- _Set exercise_
Locate every line in the data below that contains the word "seed" and copy each of those lines in full.

- _Available data_
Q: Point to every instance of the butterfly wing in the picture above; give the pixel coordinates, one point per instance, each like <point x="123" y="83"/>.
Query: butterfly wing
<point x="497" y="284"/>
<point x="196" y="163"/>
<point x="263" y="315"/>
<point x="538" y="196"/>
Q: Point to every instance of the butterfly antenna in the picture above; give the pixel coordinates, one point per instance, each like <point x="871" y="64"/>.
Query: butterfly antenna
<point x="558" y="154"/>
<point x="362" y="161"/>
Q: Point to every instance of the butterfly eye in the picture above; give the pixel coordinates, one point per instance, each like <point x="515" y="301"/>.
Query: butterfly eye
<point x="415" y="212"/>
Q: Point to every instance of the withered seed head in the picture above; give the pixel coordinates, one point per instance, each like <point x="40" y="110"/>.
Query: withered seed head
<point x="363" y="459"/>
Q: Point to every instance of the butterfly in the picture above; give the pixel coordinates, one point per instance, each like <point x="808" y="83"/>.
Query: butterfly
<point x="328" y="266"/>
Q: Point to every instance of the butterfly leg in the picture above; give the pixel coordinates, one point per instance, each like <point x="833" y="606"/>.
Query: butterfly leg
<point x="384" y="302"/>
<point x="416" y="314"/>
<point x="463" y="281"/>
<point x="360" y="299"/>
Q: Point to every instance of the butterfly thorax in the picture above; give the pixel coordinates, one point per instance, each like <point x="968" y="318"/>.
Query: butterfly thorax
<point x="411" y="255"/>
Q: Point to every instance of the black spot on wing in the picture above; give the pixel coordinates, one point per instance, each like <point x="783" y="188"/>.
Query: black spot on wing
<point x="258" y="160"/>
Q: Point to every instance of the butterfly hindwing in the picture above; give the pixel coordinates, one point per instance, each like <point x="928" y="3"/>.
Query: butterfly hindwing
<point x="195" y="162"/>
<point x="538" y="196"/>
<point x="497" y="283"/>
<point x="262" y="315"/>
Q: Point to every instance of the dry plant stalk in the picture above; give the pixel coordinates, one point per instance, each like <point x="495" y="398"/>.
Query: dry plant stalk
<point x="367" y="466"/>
...
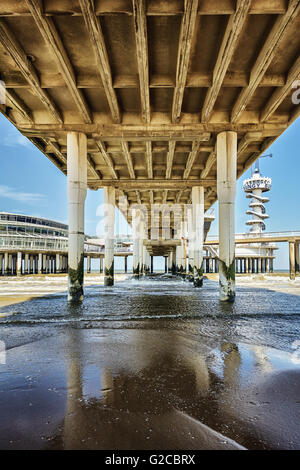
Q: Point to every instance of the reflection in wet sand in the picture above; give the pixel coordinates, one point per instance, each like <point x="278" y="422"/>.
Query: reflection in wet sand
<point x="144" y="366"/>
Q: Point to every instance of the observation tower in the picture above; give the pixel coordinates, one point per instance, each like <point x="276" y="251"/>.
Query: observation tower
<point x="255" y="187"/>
--
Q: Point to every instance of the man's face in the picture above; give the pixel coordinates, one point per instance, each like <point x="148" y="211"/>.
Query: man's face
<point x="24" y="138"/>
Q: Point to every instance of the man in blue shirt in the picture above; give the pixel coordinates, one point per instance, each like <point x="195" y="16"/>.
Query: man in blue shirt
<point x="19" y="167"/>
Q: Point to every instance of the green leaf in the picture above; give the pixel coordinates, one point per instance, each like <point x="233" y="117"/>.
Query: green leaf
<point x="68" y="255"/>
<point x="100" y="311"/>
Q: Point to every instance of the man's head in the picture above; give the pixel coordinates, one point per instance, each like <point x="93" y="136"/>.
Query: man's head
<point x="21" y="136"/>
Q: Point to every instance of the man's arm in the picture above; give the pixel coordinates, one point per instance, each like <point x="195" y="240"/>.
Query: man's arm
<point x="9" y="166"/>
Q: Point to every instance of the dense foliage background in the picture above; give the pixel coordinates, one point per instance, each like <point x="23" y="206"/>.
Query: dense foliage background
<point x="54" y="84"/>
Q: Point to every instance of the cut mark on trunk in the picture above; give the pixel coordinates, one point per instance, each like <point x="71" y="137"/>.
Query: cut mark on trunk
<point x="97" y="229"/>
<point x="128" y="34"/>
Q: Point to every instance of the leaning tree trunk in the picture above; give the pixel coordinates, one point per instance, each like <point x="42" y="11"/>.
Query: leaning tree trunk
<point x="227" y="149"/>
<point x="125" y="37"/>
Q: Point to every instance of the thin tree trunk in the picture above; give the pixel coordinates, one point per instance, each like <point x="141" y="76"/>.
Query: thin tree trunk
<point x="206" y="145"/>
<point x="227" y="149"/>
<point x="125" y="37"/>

- _Correct answer_
Q: Point to every instance of the withered seed head in the picture above; give the pixel coordinates, one point per instance, each like <point x="40" y="110"/>.
Query: withered seed head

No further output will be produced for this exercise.